■ GOAL OF THE EXERCISE
Copy the records below word for word, but leave out the pictures.
··· LISTED ENTRIES ···
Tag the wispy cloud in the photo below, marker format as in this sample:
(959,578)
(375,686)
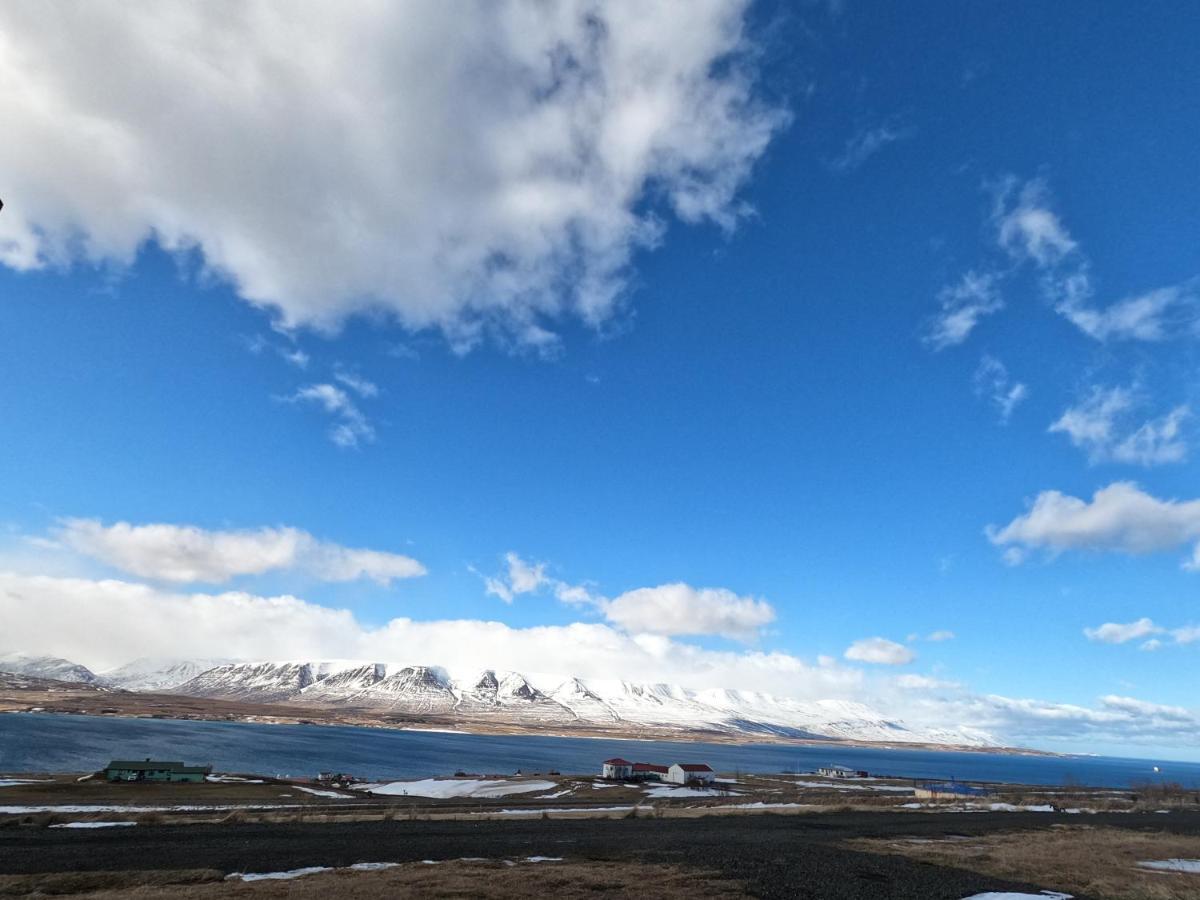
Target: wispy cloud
(351,427)
(991,381)
(963,307)
(868,142)
(1103,426)
(186,553)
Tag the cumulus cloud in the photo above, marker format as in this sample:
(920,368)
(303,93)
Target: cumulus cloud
(963,306)
(1102,426)
(880,651)
(991,381)
(185,553)
(107,623)
(351,427)
(1120,517)
(675,609)
(489,167)
(683,610)
(1119,633)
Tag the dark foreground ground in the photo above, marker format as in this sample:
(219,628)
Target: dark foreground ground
(767,856)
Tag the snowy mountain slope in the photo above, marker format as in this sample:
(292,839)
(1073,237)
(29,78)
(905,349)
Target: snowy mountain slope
(151,673)
(53,667)
(511,697)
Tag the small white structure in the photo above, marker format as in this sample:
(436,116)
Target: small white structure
(685,773)
(617,769)
(839,772)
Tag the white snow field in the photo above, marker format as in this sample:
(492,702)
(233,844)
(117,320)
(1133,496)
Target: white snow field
(447,789)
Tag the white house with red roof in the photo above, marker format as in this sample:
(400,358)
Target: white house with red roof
(617,768)
(687,773)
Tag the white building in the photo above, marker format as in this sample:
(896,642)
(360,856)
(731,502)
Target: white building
(684,773)
(840,772)
(617,769)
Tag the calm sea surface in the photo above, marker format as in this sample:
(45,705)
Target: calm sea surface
(34,742)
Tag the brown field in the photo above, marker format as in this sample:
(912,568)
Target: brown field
(459,879)
(1074,859)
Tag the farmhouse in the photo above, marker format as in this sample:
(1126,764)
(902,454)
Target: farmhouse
(840,772)
(617,769)
(949,791)
(649,772)
(687,773)
(154,771)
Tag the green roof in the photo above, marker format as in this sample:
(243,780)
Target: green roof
(156,765)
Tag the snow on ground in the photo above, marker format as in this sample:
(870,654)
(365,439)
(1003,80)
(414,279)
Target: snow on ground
(445,789)
(315,792)
(1173,865)
(279,876)
(567,809)
(667,791)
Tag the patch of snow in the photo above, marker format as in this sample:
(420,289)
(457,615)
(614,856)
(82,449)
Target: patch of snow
(567,809)
(279,876)
(315,792)
(1173,865)
(445,789)
(665,791)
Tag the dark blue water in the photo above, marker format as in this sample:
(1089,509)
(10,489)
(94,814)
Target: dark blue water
(34,742)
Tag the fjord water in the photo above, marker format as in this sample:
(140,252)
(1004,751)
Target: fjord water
(40,742)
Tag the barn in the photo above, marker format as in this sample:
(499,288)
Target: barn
(689,773)
(617,769)
(154,771)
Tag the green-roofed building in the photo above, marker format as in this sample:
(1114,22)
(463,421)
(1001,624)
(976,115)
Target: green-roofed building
(154,771)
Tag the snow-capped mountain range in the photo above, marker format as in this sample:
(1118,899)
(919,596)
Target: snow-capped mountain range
(502,697)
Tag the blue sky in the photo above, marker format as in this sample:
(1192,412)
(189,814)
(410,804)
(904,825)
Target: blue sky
(745,382)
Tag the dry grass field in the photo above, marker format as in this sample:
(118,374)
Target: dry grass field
(459,879)
(1075,859)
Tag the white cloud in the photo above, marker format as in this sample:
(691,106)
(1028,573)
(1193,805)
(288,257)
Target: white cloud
(185,553)
(880,651)
(963,306)
(1026,227)
(351,427)
(675,609)
(683,610)
(1120,517)
(991,381)
(1101,426)
(1119,633)
(107,623)
(1031,232)
(487,167)
(867,143)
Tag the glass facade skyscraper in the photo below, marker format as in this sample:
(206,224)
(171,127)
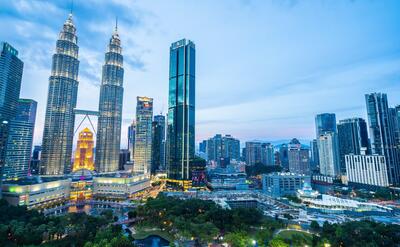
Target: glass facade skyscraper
(352,137)
(382,133)
(131,139)
(329,154)
(20,138)
(181,111)
(325,122)
(11,68)
(110,108)
(158,144)
(61,101)
(143,137)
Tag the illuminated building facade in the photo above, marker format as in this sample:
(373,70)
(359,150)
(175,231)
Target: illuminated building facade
(11,68)
(158,144)
(40,193)
(61,101)
(110,108)
(20,138)
(84,151)
(382,133)
(181,112)
(143,136)
(119,188)
(131,139)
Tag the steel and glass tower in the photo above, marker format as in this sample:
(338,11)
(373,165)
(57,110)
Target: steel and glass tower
(110,108)
(143,135)
(20,138)
(382,134)
(181,111)
(158,144)
(61,101)
(11,68)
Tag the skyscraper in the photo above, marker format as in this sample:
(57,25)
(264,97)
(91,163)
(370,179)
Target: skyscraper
(35,160)
(267,154)
(223,148)
(253,153)
(314,164)
(382,133)
(143,137)
(158,144)
(352,137)
(328,154)
(84,151)
(11,68)
(299,158)
(131,139)
(325,122)
(20,138)
(110,108)
(181,112)
(284,156)
(61,101)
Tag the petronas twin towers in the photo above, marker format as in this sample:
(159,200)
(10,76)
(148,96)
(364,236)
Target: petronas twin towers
(61,102)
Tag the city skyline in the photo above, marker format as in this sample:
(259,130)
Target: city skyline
(364,70)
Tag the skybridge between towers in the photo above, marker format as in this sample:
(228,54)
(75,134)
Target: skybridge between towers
(86,114)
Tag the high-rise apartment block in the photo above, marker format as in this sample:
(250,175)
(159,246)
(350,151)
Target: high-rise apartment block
(61,101)
(181,112)
(110,108)
(143,137)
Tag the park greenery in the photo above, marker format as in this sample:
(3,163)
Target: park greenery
(22,227)
(182,220)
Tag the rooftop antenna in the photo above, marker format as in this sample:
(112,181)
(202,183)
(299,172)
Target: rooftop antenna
(72,7)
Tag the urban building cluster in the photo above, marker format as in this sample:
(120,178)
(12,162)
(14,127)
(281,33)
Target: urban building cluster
(353,152)
(98,168)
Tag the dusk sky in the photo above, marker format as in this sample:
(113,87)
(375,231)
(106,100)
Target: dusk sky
(264,68)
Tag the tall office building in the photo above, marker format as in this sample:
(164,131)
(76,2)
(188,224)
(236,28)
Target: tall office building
(203,146)
(382,133)
(34,167)
(231,147)
(267,154)
(223,149)
(84,151)
(110,108)
(329,154)
(20,138)
(325,122)
(61,101)
(143,137)
(299,158)
(314,163)
(284,156)
(158,144)
(11,68)
(352,137)
(131,139)
(366,170)
(253,153)
(181,112)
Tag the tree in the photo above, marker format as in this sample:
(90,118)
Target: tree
(315,226)
(278,243)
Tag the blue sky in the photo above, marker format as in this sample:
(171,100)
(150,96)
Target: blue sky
(264,68)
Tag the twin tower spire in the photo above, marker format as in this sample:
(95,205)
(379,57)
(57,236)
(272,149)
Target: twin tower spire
(62,98)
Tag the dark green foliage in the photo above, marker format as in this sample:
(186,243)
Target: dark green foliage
(362,233)
(22,227)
···
■ TASK RESULT
Tag the wispy cloud in the photo below, marker format as in this sample:
(959,578)
(375,686)
Target: wispy cloud
(351,427)
(991,381)
(963,307)
(868,142)
(1103,426)
(186,553)
Tag the cumulus cloud in the photo above, marker format as in this sample:
(920,368)
(303,93)
Target: cumulus cloud
(963,306)
(1102,426)
(880,651)
(991,381)
(185,553)
(107,623)
(351,427)
(1120,517)
(675,609)
(489,167)
(683,610)
(1119,633)
Tag the dark foreground ground in the photo above, marker format as in this sample:
(219,628)
Target: dark foreground ground
(767,856)
Tag the snowy mountain slope in the photo above, marker format as in this sample:
(292,839)
(1073,237)
(29,78)
(905,349)
Target: snowy mountain slope
(151,673)
(53,667)
(511,697)
Tag the small white structure in the photo above, marker format as in this sample:
(436,116)
Target: small white structure
(685,773)
(617,769)
(839,772)
Tag the white snow field in the photo above, marker format as in this sample:
(492,702)
(233,844)
(117,320)
(1133,496)
Target: white snow field
(447,789)
Tag the white house with red roof in the photo above, marker format as in this sample:
(400,358)
Target: white house with red roof
(617,768)
(687,773)
Tag the white building in the photo above, marker format as in this sample:
(896,642)
(360,856)
(731,502)
Target: white building
(684,773)
(840,772)
(617,769)
Tag the calm sea surface in the photo above, marker format as in this sample:
(45,705)
Target: calm sea surface
(34,742)
Tag the brown field in the photo above, marker format as in this sample:
(912,568)
Target: brown field
(459,879)
(1074,859)
Tag the farmhouse in the photo above, marker format as in this sample:
(1126,764)
(902,454)
Target: farmhouse
(840,772)
(617,769)
(949,791)
(649,772)
(687,773)
(154,771)
Tag the green roof in the photo above, marker format as in this sample:
(243,780)
Target: green roof
(156,765)
Tag the snow on ground in the photo above, marker format as in this sample:
(870,654)
(365,439)
(1003,80)
(414,279)
Target: snow on ground
(445,789)
(315,792)
(1173,865)
(279,876)
(567,809)
(667,791)
Tag the patch of snow in the photo above, marker format as in this sample:
(420,289)
(457,615)
(614,856)
(82,449)
Target: patch of snow
(567,809)
(279,876)
(315,792)
(1173,865)
(445,789)
(665,791)
Tag the dark blue water in the photo above, marker format as in this sample:
(1089,509)
(10,489)
(94,814)
Target: dark blue water
(34,742)
Tag the fjord water in the photo above, marker format as in this sample:
(140,252)
(1004,751)
Target: fjord water
(40,742)
Tag the barn in the photo above, marker format as in this sample:
(499,288)
Target: barn
(689,773)
(617,769)
(154,771)
Tag the green-roofed building in the photo above, marker format as in this sample:
(1114,22)
(463,421)
(1001,624)
(976,115)
Target: green-roofed building
(154,771)
Tag the snow-capped mountain range in the photo above, marker format as in this sample:
(1118,899)
(919,596)
Target: snow-capped mountain range
(502,697)
Tag the blue sky in the photo above, marker format as in this sample:
(1192,412)
(189,814)
(410,804)
(904,825)
Target: blue sky
(745,382)
Tag the dry grass field in the photo above, marker format as in this sample:
(118,374)
Target: dry grass field
(459,879)
(1075,859)
Tag the white cloud in the photo above, marker format as in this sample:
(691,106)
(1028,573)
(1193,805)
(288,257)
Target: white cloud
(185,553)
(880,651)
(963,306)
(1026,227)
(351,427)
(675,609)
(683,610)
(1120,517)
(991,381)
(1101,426)
(1119,633)
(107,623)
(1031,232)
(487,167)
(867,143)
Tag the glass facade skyscraper in the photo below, marker format as in this sample:
(206,224)
(171,127)
Target: glass facade skyscraper
(352,137)
(382,133)
(131,139)
(329,154)
(20,138)
(181,111)
(325,122)
(11,68)
(110,108)
(158,144)
(61,101)
(143,137)
Tag the illuminated building facade in the photo above, marker format as in this sample:
(373,70)
(359,150)
(175,231)
Target: illuminated building facade
(11,68)
(158,144)
(40,193)
(61,101)
(110,108)
(20,138)
(84,151)
(382,133)
(181,112)
(143,136)
(119,188)
(131,139)
Tag the steel and glass tower in the photo above, marker format as in this sample:
(338,11)
(373,165)
(57,110)
Target: steel and glass tower
(110,108)
(143,135)
(20,138)
(382,134)
(181,111)
(158,144)
(61,101)
(11,68)
Tag the skyscraper in the photo above, marker format as in this sample:
(57,25)
(264,97)
(91,163)
(370,179)
Target: skyscraper
(35,160)
(267,154)
(223,148)
(253,153)
(314,164)
(382,133)
(143,137)
(158,144)
(352,137)
(328,154)
(84,151)
(11,68)
(299,158)
(131,139)
(325,122)
(20,138)
(110,108)
(181,112)
(284,156)
(61,101)
Tag the petronas twin towers in the photo above, marker format as in this sample:
(159,200)
(10,76)
(148,96)
(364,236)
Target: petronas twin towers
(61,102)
Tag the city skyline in the photo above, marker format as in this sample:
(259,130)
Target: city skyline
(364,70)
Tag the skybridge between towers in the photo above, marker format as in this sample:
(228,54)
(75,134)
Target: skybridge between towers
(86,114)
Tag the high-rise apartment block in the photo above, marker format as in this sample:
(250,175)
(159,246)
(350,151)
Target: high-rise apartment block
(61,101)
(181,112)
(110,108)
(143,137)
Tag the park greenery in the photo above, marker format as in this sample:
(3,163)
Target: park greenery
(22,227)
(182,220)
Tag the rooftop antenna in the photo above, marker format as in this sample:
(112,181)
(202,183)
(299,172)
Target: rooftop antenna
(72,7)
Tag the urban building cluster in the photo above, marker format as in this sample:
(120,178)
(12,162)
(14,127)
(281,33)
Target: urban building cluster
(353,152)
(98,168)
Tag the dusk sky in the photo above, marker format as in this sample:
(113,87)
(375,231)
(106,100)
Target: dusk sky
(264,68)
Tag the tall office building in the photo above, marker format as in this sample:
(164,131)
(76,2)
(188,224)
(236,28)
Target: tall office building
(203,146)
(382,133)
(34,167)
(231,147)
(267,154)
(223,149)
(84,151)
(110,108)
(329,154)
(20,138)
(325,122)
(61,101)
(143,137)
(299,158)
(314,163)
(284,156)
(158,144)
(11,68)
(352,137)
(131,139)
(366,170)
(253,153)
(181,112)
Tag the tree in the photo above, marker format as in this sample:
(90,118)
Target: tree
(315,226)
(278,243)
Tag the blue sky in the photo above, marker format as in this sample:
(171,100)
(150,96)
Target: blue sky
(264,68)
Tag the twin tower spire in the photo above, marker format as in this sample:
(95,205)
(379,57)
(57,236)
(272,149)
Target: twin tower spire
(62,98)
Tag the dark green foliage in the photo above, marker format as in this sample:
(186,243)
Target: dark green foliage
(362,233)
(22,227)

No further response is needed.